▶ Exercise directions
Report every line of the records below that contains the word "bone", copying each one in full. Matches must have the same letter case.

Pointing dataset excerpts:
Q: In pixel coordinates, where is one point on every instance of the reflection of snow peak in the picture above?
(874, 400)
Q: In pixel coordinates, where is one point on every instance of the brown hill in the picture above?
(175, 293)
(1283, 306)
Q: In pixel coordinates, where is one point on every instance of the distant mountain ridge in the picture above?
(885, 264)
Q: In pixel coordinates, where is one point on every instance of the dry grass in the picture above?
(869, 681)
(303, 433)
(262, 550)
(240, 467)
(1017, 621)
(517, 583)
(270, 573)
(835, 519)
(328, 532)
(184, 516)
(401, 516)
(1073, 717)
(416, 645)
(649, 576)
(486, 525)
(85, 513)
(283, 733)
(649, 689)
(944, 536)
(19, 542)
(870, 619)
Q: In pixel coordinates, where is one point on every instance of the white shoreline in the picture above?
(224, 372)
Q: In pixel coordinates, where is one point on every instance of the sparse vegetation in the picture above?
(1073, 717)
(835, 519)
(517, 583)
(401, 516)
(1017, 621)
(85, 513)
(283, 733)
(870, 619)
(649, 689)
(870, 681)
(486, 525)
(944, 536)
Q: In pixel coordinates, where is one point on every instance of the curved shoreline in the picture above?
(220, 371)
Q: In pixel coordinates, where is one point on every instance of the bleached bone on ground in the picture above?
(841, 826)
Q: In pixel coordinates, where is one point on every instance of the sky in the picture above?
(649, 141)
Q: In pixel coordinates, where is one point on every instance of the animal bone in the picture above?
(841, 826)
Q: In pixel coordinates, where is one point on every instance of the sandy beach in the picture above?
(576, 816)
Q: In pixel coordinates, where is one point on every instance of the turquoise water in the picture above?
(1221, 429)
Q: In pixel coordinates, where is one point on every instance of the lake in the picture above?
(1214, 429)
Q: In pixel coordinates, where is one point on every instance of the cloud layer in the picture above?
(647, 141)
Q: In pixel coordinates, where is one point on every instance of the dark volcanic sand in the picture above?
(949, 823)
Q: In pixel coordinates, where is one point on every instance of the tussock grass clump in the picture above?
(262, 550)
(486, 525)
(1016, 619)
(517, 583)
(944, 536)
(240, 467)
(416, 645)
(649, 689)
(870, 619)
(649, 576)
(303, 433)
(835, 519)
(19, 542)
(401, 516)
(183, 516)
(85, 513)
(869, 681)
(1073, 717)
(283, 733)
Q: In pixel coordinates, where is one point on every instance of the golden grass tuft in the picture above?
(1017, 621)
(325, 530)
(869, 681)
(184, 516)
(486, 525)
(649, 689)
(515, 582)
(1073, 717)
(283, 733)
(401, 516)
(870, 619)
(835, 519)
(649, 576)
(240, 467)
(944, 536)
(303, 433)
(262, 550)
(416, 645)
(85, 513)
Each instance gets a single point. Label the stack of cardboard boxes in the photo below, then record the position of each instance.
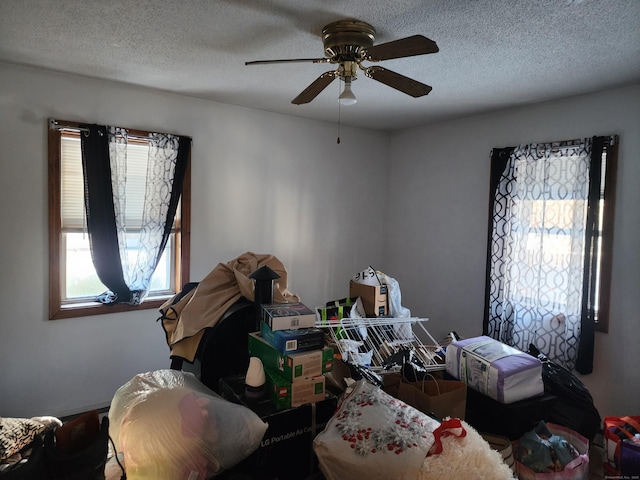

▶ Final result
Q: In pixel coordinates, where is one point on every instance of the bleached bone on ground in the picture above?
Q: In pixel coordinates, where is one point on every instance of the animal bone in the picture above?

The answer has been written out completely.